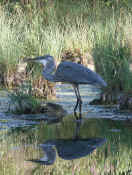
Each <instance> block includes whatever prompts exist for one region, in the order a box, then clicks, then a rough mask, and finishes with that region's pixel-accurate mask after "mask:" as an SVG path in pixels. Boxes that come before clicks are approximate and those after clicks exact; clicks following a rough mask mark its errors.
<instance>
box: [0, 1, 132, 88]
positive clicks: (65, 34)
mask: <svg viewBox="0 0 132 175" xmlns="http://www.w3.org/2000/svg"><path fill="white" fill-rule="evenodd" d="M131 7H132V5H131V2H129V1H126V2H124V1H123V2H119V3H118V4H117V3H114V2H111V4H108V3H105V2H103V1H96V3H95V4H93V3H91V4H90V1H85V0H81V1H72V0H69V1H68V2H66V1H59V0H56V1H54V2H52V1H50V0H49V1H45V2H44V3H43V5H42V6H41V7H40V6H38V4H36V3H35V1H33V3H31V4H27V5H25V6H22V5H21V4H20V3H18V2H17V3H14V4H13V3H9V4H5V5H4V6H1V9H0V37H1V41H0V63H1V65H2V67H3V65H4V66H5V68H4V70H2V71H1V76H2V75H3V72H4V77H5V79H6V83H5V82H4V83H5V84H6V85H7V87H9V85H10V83H8V82H9V81H10V79H11V77H12V76H13V75H14V74H15V72H16V69H17V68H16V67H17V64H18V62H19V61H21V60H22V59H23V58H24V57H34V56H38V55H44V54H48V53H50V54H51V55H53V56H54V57H55V58H56V59H57V60H60V59H61V56H62V54H63V53H64V51H65V50H71V51H73V50H75V49H79V50H80V52H81V54H82V55H84V54H87V53H89V54H91V55H92V56H93V59H94V61H95V65H96V69H97V72H99V73H100V74H101V75H102V76H103V77H104V79H105V80H106V81H107V83H108V85H110V87H111V89H113V88H115V84H117V89H123V90H124V91H126V90H129V89H131V87H132V81H131V79H130V77H131V73H130V71H129V63H130V62H131V52H132V46H131V40H132V37H131V33H132V29H131V27H132V20H131V19H132V13H131V9H132V8H131ZM87 59H89V58H88V57H87ZM30 68H31V67H30ZM34 76H35V77H34ZM38 77H40V67H39V66H37V67H35V66H34V67H33V71H32V74H31V75H30V79H33V78H34V79H35V78H38Z"/></svg>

____

> YOUR OBJECTIVE
Across the whole listing, show each line where the word "instance" occurs.

> ANSWER TO THE EXERCISE
Each <instance> block includes whatever prompts exist for one region, in the order a box, then clicks, then a rough mask, and finishes with that region's pixel-accurate mask after "mask:" as an SVG path in pixels. Boxes that come before clicks are approximate and those after clicks exact; clicks following a rough mask mark its errors.
<instance>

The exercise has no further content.